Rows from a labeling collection
☆ ☆ ☆
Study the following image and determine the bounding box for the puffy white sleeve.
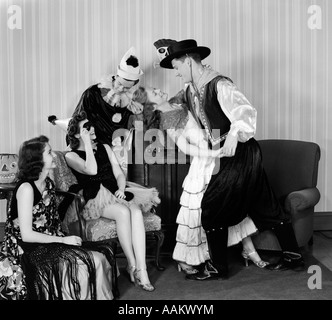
[217,80,257,142]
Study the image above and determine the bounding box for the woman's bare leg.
[130,204,150,283]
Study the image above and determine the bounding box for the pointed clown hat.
[153,39,177,61]
[117,47,143,81]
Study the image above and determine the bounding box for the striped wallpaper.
[0,0,332,221]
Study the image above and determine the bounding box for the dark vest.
[186,76,231,145]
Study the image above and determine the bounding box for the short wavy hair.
[132,87,161,130]
[67,111,87,150]
[17,135,49,181]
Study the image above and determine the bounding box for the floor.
[311,230,332,271]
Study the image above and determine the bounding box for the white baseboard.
[314,211,332,231]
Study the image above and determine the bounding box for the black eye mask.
[83,121,93,131]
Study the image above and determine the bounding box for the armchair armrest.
[285,187,320,212]
[55,190,86,241]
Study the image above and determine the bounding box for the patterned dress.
[0,178,113,300]
[161,106,257,266]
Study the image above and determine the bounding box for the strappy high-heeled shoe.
[241,250,270,269]
[126,265,136,283]
[178,262,198,274]
[134,269,155,292]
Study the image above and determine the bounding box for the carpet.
[118,248,332,301]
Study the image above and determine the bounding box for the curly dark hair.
[132,87,161,130]
[17,135,49,181]
[67,111,87,150]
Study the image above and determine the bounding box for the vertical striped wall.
[0,0,332,221]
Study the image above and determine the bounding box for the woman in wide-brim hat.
[160,39,211,69]
[156,39,303,280]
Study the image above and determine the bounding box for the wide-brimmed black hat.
[160,39,211,69]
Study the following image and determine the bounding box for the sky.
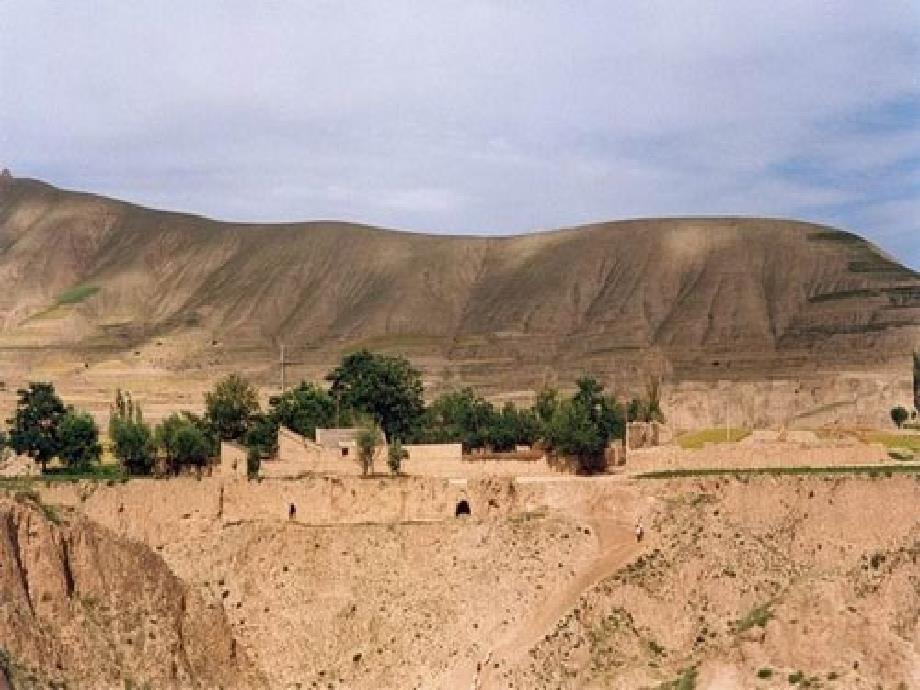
[0,0,920,268]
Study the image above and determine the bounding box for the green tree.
[7,382,67,472]
[419,388,497,451]
[109,390,156,474]
[268,381,337,438]
[326,350,424,439]
[246,446,262,479]
[356,420,380,477]
[488,402,540,452]
[204,374,259,441]
[547,376,626,472]
[533,387,559,438]
[58,408,102,470]
[154,412,213,472]
[546,400,607,471]
[891,405,910,429]
[914,352,920,410]
[246,413,278,456]
[387,439,409,475]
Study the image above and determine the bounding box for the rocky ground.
[0,472,920,690]
[0,494,264,688]
[496,477,920,689]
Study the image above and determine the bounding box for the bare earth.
[0,474,920,689]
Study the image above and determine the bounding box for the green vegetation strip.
[636,465,920,479]
[674,427,751,450]
[0,465,127,489]
[57,285,99,305]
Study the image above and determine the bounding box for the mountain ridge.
[0,178,920,416]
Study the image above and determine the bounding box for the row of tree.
[0,350,661,474]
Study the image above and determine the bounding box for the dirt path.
[443,519,644,690]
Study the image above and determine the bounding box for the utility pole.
[725,398,731,443]
[279,343,284,395]
[278,343,303,395]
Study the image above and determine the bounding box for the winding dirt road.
[442,519,645,690]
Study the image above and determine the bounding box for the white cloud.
[0,0,920,266]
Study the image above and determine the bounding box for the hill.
[0,173,920,424]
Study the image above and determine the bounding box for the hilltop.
[0,177,920,424]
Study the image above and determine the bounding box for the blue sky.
[0,0,920,268]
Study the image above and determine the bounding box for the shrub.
[109,390,156,474]
[357,422,380,477]
[891,405,910,429]
[155,413,212,472]
[58,408,102,470]
[738,602,773,632]
[204,374,259,441]
[7,382,67,471]
[246,446,262,479]
[268,381,336,438]
[387,439,409,475]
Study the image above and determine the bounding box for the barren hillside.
[0,497,264,688]
[16,473,920,690]
[0,173,920,420]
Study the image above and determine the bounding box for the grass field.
[862,431,920,452]
[57,285,99,305]
[674,428,751,450]
[636,464,920,479]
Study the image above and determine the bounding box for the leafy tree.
[246,413,278,456]
[182,410,220,458]
[387,439,409,475]
[420,388,497,451]
[58,408,102,470]
[488,402,540,452]
[533,387,559,438]
[326,350,424,439]
[155,412,213,472]
[547,376,625,472]
[7,382,67,472]
[246,446,262,479]
[204,374,259,440]
[914,352,920,410]
[109,390,156,474]
[356,420,380,477]
[547,400,607,471]
[268,381,337,438]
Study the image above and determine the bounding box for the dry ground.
[1,473,920,690]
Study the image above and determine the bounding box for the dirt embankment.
[0,497,264,690]
[496,477,920,689]
[4,475,920,690]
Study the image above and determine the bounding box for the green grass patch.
[738,601,773,632]
[658,666,697,690]
[13,489,61,525]
[636,464,920,479]
[808,289,880,303]
[57,284,99,305]
[674,428,751,450]
[863,431,920,452]
[0,464,128,491]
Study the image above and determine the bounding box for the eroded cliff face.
☆ ☆ ☆
What you are asked to do ->
Please transcribe everything from the line containing "vertical striped wall." down to the line containing "[0,178,920,416]", both included, leaving out any pictures.

Final answer ->
Study the image above and determine the bounding box for the vertical striped wall.
[0,0,332,221]
Study the image above and determine the bounding box for the woman in wide-brim hat.
[160,39,211,69]
[156,39,303,280]
Study the image above and determine the bounding box for the wide-brimmed black hat.
[160,39,211,69]
Study the following image and determine the bounding box for the sky.
[0,0,920,268]
Study the image above and determine the bounding box for the green tree.
[7,382,67,472]
[419,388,497,451]
[109,390,156,474]
[268,381,337,438]
[326,350,424,439]
[246,446,262,479]
[356,420,380,477]
[488,402,540,452]
[204,374,259,441]
[547,376,626,472]
[533,387,559,438]
[58,408,102,470]
[154,412,213,472]
[546,400,607,471]
[891,405,910,429]
[914,352,920,410]
[246,413,278,456]
[387,439,409,475]
Study the image above and determine the bounding box for the rocky ground.
[0,472,920,690]
[0,494,264,688]
[496,477,920,689]
Study the image above and determine the bounding box for the bare earth.
[0,474,920,689]
Study the image above and determine the bounding box for the green vegetation strip.
[636,465,920,479]
[674,427,751,450]
[0,465,127,489]
[57,285,99,305]
Study the image above and determine the bounding box for the mountain ridge.
[0,178,920,416]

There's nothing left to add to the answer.